§ **Passage provided**:
■ ■ ■ ■
Let $\Delta ABC$ be an acute triangle and $H$ its orthocenter. $B_1$ and $C_1$ are the feet of heights from $B$ and $C$, $M$ is the midpoint of $AH$. Point $K$ is on the segment $B_1C_1$, but isn't on line $AH$. Line $AK$ intersects the lines $MB_1$ and $MC_1$ in $E$ and $F$, the lines $BE$ and $CF$ intersect at $N$. Prove that $K$ is the orthocenter of $\Delta NBC$.
Problem
Source: Moldova TST 2020
Tags: geometry, orthocenter
mira74
08.03.2020 01:17
It suffices to show that $BE$ and $CK$ are perpendicular. Drop the condition "not on $AH$". We show the following problem, which is clearly equivalent:
Let $ABC$ be a triangle with orthocenter $H$, let $BH$ and $CH$ meet opposite sides at $B_1$ and $C_1$, and let $M$ be a the midpoint of $AH$. Let $K$ be a variable point on $B_1C_1$, let $T$ be the second intersection of $CK$ with $(BC)$, let $AK$ meet $B_1M$ at $E$ and let $BT$ meet $B_1M$ at $E'$. Then, $E=E'$.
We proceed with mOviNG pOinTs. Note that the maps $$K \rightarrow T \rightarrow E'$$tethered onto $$B_1C_1 \rightarrow (BC) \rightarrow B_1M$$and $$K \rightarrow E$$tethered onto $$B_1C_1 \rightarrow B_1M$$are projective, so it suffices to check $3$ cases. $K=B_1,C_1$ are trivial. If $D=AH \cap B_1C_1$, $DBC$ has orthocenter $M$ by Brokard on $AB_1HC_1$, so $CD \perp BM$, as desired.
prodiguy
08.03.2020 01:26
Notice that in the similarity $\Delta AB_1B \sim \Delta AC_1C$ the points $E, K$ fit into isogonal conjugates, so $\angle ABE = \angle KCC_1,$ which means $CK \perp DE$ and we are done.
AlastorMoody
31.03.2020 03:37
Moldova TST 2020 P4 wrote:
Let $\Delta ABC$ be an acute triangle and $H$ its orthocenter. $B_1$ and $C_1$ are the feet of heights from $B$ and $C$, $M$ is the midpoint of $AH$. Point $K$ is on the segment $B_1C_1$, but isn't on line $AH$. Line $AK$ intersects the lines $MB_1$ and $MC_1$ in $E$ and $F$, the lines $BE$ and $CF$ intersect at $N$. Prove that $K$ is the orthocenter of $\Delta NBC$.
■ ■ ■ ■
§ **Recorded information**:

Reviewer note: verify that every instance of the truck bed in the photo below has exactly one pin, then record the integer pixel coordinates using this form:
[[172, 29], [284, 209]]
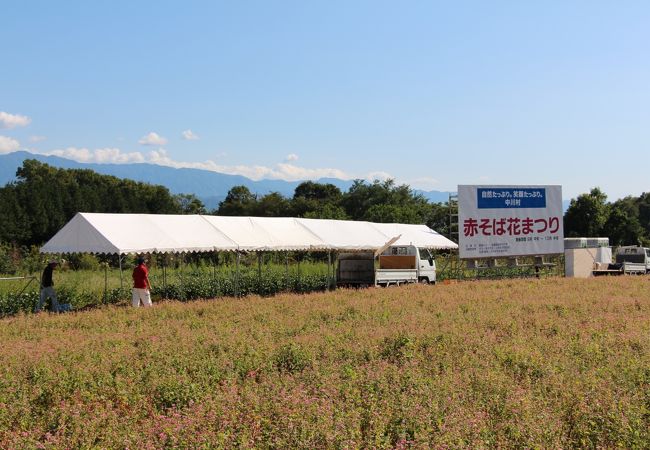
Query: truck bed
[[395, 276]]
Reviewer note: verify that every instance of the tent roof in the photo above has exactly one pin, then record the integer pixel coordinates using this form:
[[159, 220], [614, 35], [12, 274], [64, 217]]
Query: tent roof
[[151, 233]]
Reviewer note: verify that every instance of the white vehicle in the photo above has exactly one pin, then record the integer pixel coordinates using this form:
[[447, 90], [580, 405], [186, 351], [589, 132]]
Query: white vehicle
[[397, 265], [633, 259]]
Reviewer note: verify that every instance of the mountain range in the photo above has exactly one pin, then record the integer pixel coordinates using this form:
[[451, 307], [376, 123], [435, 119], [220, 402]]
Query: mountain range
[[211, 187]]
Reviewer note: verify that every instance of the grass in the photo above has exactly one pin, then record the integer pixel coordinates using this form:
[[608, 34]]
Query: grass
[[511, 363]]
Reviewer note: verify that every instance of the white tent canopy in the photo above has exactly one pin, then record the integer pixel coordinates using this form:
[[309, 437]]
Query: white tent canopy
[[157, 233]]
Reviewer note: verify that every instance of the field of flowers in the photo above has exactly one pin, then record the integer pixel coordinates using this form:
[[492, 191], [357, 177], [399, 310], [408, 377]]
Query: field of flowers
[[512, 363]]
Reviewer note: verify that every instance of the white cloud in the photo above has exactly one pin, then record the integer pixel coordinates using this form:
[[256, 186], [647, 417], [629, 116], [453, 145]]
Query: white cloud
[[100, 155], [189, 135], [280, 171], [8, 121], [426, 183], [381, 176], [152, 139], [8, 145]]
■ ■ ■ ■
§ **Given task**: Reproduce word for word the part of the forum thread that opens with the words "We proceed with" and closes with "BM$, as desired.".

§ **Full solution**:
We proceed with mOviNG pOinTs. Note that the maps $$K \rightarrow T \rightarrow E'$$tethered onto $$B_1C_1 \rightarrow (BC) \rightarrow B_1M$$and $$K \rightarrow E$$tethered onto $$B_1C_1 \rightarrow B_1M$$are projective, so it suffices to check $3$ cases. $K=B_1,C_1$ are trivial. If $D=AH \cap B_1C_1$, $DBC$ has orthocenter $M$ by Brokard on $AB_1HC_1$, so $CD \perp BM$, as desired.